_TASK STATEMENT_.
Every line below between the one holding "Target: human hand" and the one holding "Target: blue neck scarf", inclusive, should be copied exactly, and no other line.

*** Begin section ***

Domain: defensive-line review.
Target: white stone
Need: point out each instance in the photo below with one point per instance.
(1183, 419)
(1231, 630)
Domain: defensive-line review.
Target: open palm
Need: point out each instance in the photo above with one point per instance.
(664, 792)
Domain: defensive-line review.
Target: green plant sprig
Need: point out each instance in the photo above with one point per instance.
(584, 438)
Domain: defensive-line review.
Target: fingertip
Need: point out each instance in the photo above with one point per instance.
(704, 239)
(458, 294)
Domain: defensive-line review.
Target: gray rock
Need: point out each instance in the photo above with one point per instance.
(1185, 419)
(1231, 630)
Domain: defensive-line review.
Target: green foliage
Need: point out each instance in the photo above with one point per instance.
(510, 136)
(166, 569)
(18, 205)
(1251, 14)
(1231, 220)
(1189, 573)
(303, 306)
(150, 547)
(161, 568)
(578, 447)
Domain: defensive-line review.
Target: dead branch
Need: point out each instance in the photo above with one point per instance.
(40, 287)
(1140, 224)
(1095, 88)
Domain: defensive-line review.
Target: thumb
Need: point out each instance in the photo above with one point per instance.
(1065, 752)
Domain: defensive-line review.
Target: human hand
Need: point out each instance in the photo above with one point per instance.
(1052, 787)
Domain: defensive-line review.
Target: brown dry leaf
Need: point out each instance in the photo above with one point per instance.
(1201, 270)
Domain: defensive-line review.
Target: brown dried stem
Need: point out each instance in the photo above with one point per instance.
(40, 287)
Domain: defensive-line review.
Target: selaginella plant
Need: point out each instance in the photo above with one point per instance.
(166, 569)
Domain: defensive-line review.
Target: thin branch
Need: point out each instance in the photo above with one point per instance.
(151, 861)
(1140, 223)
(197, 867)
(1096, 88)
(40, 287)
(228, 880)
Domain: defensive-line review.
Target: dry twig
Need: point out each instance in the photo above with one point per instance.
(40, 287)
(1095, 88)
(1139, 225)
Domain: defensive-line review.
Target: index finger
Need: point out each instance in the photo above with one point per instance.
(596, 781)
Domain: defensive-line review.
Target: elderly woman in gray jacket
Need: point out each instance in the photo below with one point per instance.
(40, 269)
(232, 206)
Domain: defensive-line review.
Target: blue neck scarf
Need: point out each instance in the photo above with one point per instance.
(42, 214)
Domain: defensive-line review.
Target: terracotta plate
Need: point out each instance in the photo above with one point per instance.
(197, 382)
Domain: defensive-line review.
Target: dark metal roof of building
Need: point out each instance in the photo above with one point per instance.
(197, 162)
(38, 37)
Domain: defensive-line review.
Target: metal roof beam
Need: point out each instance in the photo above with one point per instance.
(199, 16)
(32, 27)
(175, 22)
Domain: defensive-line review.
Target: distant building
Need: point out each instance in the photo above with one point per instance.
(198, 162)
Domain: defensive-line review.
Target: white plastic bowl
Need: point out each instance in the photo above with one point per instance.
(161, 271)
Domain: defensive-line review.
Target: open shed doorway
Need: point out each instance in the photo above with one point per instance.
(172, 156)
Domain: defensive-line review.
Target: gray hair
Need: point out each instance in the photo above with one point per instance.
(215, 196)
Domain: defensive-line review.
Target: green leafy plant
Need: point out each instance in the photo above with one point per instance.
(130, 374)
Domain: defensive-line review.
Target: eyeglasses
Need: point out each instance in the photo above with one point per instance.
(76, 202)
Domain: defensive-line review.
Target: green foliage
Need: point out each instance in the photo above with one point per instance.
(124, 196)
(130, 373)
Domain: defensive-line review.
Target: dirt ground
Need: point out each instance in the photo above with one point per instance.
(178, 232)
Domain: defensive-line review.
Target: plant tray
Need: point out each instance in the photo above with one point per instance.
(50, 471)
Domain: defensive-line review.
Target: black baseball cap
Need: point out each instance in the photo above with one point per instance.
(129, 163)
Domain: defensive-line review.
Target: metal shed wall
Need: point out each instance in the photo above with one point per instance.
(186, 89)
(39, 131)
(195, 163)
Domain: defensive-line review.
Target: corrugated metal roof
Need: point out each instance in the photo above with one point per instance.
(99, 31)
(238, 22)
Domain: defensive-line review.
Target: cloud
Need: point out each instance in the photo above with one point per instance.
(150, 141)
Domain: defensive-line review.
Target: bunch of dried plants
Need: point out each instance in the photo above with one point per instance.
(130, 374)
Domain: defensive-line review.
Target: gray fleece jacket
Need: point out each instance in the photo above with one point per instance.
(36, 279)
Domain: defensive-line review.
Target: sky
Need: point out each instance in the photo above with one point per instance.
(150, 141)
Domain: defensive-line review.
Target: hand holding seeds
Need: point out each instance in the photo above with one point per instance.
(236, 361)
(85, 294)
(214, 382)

*** End section ***

_TASK OUTPUT_.
Target: human hand
Need: point out each instance in the photo above with one point per instance.
(1052, 787)
Domain: defensive-line review.
Target: brown dry leaf
Need: point out each instance in the photo above with one point per instance.
(1201, 270)
Domain: defensive-line review.
Target: brown dried stem
Need: point out each instance in the photo above with one point per instance.
(40, 287)
Domain: defensive-line review.
Target: selaginella plant
Need: point out each instance in the photo above with one point per instance.
(166, 569)
Domain: defensive-line review.
Target: thin branch
Need: point out each instance in the photo above with one point per instance.
(151, 861)
(1140, 223)
(197, 867)
(1096, 88)
(40, 287)
(228, 880)
Domain: defensive-line review.
Target: dry twig
Need: point out each instance in the photo above with one point per instance.
(40, 287)
(1095, 88)
(1139, 225)
Domain: defensive-line review.
Target: index finger
Need: point out each instance in the photo above with one point per instance.
(596, 781)
Domain: defensive-line review.
Target: elderly woman in gray jacket
Need: point out each instance in the photo below with one point per instance.
(40, 269)
(232, 206)
Domain: defensive-line review.
Target: blue neck scarf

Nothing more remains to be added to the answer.